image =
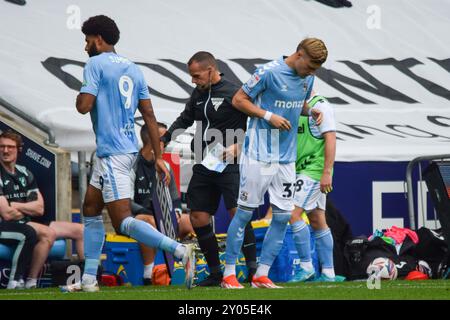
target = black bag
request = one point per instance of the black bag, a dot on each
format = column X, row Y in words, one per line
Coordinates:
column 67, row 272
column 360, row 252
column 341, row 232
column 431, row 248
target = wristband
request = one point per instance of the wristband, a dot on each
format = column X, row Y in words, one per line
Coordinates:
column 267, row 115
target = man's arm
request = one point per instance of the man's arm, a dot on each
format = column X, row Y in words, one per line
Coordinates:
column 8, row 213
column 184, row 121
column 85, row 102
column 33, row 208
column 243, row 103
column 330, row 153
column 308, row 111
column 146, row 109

---

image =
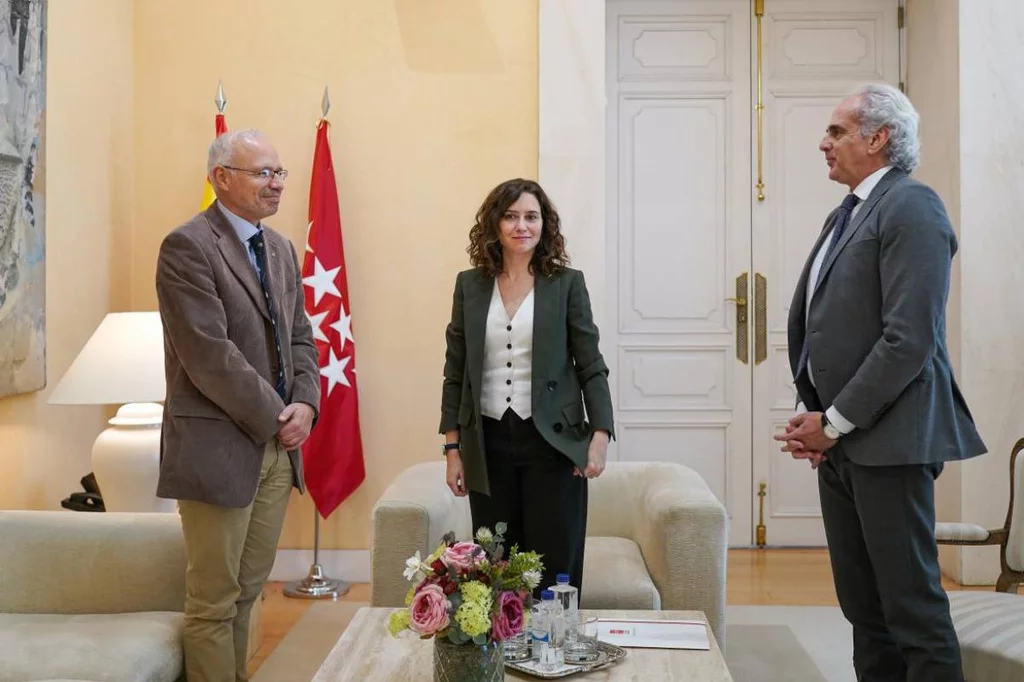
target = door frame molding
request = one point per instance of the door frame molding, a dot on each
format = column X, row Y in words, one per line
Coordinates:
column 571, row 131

— WORK REQUIRED —
Wherever the word "request" turns up in the records above, copy the line that holds it.

— REPLY TO THE EXERCISE —
request = one point per instance of the black bag, a dot on each
request = one point per instance of the wristband, a dot on each
request = one point per instance of the man's arm, a dot on each
request = one point per instance of the door frame molding, a dot on each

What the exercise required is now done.